> _Directions for this task_
Would it be possible to reproduce every entry exactly, please?

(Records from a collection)
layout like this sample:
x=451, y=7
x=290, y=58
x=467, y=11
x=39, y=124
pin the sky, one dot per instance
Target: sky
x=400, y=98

> _Written solution_
layout like this sample:
x=451, y=7
x=290, y=58
x=467, y=11
x=39, y=124
pin the sky, one dot per instance
Target: sky
x=400, y=98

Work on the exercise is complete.